#### REQUIRED WORK:
[1] In the text on devotion to the Sacred Heart, which month is dedicated to this devotion?
[2] Carry on the text on devotion to the Sacred Heart, starting after its final sentence.

#### READING TEXT:
St. Margaret Mary Alacoque Contemplating the Sacred Heart of Jesus, Corrado Giaquinto; 1765
NO human being can fully comprehend the perfection and infinitude of God’s love. But everyone, without exception, can comprehend it in part and many of those advanced in spiritual knowledge and sanctity have greatly penetrated its mysteries. For instance, in the 13th century, Mechtilde von Hackeborn, a Saxon noblewoman and cloistered nun, reported a vision of the heart of Jesus:
“One day I saw the Son of God, holding in His Hand His own Heart, which appeared more brilliant than the sun and which was casting rays of light on every side; then, this amiable Saviour gave me to understand that all the graces which God unceasingly pours forth on men, according to the capacity of each, come from the plenitude of the Divine Heart.”
St. Mechtilde was one of the early practitioners of what later became known as the Devotion to the Sacred Heart. The month of June is dedicated to this rich and fertile ensemble of spiritual exercises, which have as their sensible object the physical heart of Jesus Christ, and as their spiritual object, the immense love which Christ has for humanity.

#### DATASET EXTRACT:
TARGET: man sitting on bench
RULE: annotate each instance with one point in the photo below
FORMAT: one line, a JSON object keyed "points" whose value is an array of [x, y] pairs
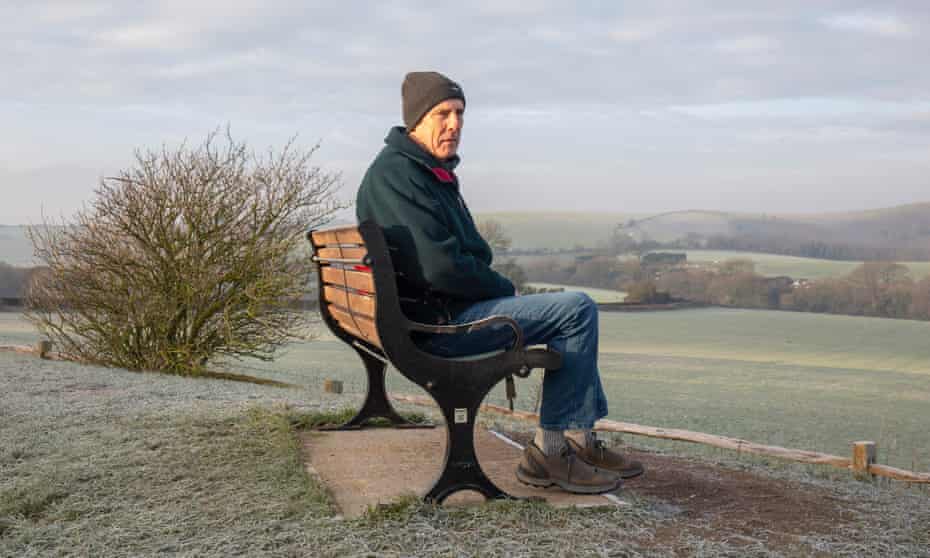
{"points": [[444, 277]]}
--
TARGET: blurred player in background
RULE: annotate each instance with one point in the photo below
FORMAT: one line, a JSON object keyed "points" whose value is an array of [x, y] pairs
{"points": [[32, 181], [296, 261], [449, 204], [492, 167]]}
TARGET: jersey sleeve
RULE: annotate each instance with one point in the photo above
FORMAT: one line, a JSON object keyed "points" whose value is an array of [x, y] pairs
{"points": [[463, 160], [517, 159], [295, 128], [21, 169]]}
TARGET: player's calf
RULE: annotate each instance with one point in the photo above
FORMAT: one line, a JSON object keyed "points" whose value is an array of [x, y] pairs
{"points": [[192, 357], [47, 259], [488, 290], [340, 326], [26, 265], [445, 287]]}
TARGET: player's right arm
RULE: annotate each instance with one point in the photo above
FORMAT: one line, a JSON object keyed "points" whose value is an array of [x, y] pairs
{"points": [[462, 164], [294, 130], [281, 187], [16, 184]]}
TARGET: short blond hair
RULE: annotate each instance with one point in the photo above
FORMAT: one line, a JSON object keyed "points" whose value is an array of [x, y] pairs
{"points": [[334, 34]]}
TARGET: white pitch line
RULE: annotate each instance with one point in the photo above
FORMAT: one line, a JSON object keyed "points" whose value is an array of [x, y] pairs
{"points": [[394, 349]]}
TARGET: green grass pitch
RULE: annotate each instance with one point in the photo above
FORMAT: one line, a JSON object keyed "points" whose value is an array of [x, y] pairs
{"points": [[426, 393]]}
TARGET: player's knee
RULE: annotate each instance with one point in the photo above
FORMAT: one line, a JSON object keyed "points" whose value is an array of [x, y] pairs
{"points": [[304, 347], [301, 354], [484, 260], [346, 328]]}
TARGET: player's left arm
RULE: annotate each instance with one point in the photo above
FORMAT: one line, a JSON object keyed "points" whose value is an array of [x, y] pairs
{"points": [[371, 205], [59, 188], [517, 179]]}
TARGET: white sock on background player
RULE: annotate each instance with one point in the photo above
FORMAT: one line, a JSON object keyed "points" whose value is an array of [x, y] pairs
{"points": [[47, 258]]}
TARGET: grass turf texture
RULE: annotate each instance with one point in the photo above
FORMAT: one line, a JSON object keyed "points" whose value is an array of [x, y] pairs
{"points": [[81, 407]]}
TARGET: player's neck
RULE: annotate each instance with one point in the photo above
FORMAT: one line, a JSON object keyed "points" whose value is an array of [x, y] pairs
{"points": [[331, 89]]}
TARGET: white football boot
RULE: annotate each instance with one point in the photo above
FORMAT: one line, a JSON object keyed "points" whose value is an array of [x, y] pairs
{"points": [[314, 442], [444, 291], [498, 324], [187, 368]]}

#### RESPONSES BY TASK:
[1] June

[2]
Another cloistered nun, St. Margaret Mary Alacoque of France, is famous for having ardently promoted the devotion in the 17th century and for having helped bring it to its present form after having reported her own private revelations. She told her spiritual director, Father Claude de la Colombière, of her visions and communications with Jesus. She wrote:
“At another time, it seemed to me that I saw this amiable Heart like a sun projecting Its rays in every direction and on every heart, but in a manner differing very much according to the dispositions of those on whom these rays fell; for the souls of the lost became still more hardened, as mud becomes hardened by the rays of the sun; on the contrary, the souls of the just became more pure and were softened like wax.”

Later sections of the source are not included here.